◆ **TASK DESCRIPTION**
Copy each of the following items line for line, without changing anything.

◆ **SUPPLIED MATERIAL**
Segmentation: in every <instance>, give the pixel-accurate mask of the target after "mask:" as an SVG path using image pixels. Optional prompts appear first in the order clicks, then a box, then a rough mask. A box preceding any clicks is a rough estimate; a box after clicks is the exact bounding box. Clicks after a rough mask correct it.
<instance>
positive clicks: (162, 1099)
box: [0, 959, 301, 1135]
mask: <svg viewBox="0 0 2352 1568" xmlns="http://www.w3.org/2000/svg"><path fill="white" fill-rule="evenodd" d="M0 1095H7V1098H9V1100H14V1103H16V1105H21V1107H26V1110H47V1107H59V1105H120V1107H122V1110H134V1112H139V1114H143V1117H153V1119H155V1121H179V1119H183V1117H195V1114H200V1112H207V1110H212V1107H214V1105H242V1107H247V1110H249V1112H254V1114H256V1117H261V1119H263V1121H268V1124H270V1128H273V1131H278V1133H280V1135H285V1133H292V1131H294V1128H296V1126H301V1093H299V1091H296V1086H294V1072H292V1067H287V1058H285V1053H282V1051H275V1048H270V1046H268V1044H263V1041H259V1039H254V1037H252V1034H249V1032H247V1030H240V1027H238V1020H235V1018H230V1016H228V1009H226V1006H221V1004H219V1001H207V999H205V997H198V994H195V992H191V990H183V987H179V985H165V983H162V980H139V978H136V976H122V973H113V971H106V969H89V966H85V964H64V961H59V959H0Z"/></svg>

◆ **TASK OUTPUT**
Segmentation: in every <instance>, give the pixel-accurate mask of the target after "mask:" as an SVG path using image pixels. Optional prompts appear first in the order clicks, then a box, then a rough mask. A box preceding any clicks is a rough estimate; a box after clicks is the exact bounding box. Clicks after a rough mask correct it.
<instance>
positive clicks: (162, 1099)
box: [0, 959, 301, 1135]
mask: <svg viewBox="0 0 2352 1568" xmlns="http://www.w3.org/2000/svg"><path fill="white" fill-rule="evenodd" d="M0 1095H7V1098H9V1100H14V1103H16V1105H21V1107H26V1110H47V1107H59V1105H120V1107H122V1110H134V1112H139V1114H143V1117H153V1119H155V1121H179V1119H183V1117H195V1114H200V1112H207V1110H212V1107H214V1105H242V1107H247V1110H249V1112H254V1114H256V1117H261V1119H263V1121H268V1124H270V1128H273V1131H278V1133H280V1135H285V1133H292V1131H294V1128H296V1126H301V1093H299V1091H296V1086H294V1072H292V1067H287V1058H285V1053H282V1051H275V1048H270V1046H268V1044H263V1041H259V1039H254V1037H252V1034H249V1032H247V1030H240V1027H238V1020H235V1018H230V1016H228V1009H226V1006H221V1004H219V1001H207V999H205V997H198V994H195V992H191V990H183V987H179V985H165V983H162V980H139V978H136V976H122V973H113V971H106V969H89V966H85V964H64V961H59V959H0Z"/></svg>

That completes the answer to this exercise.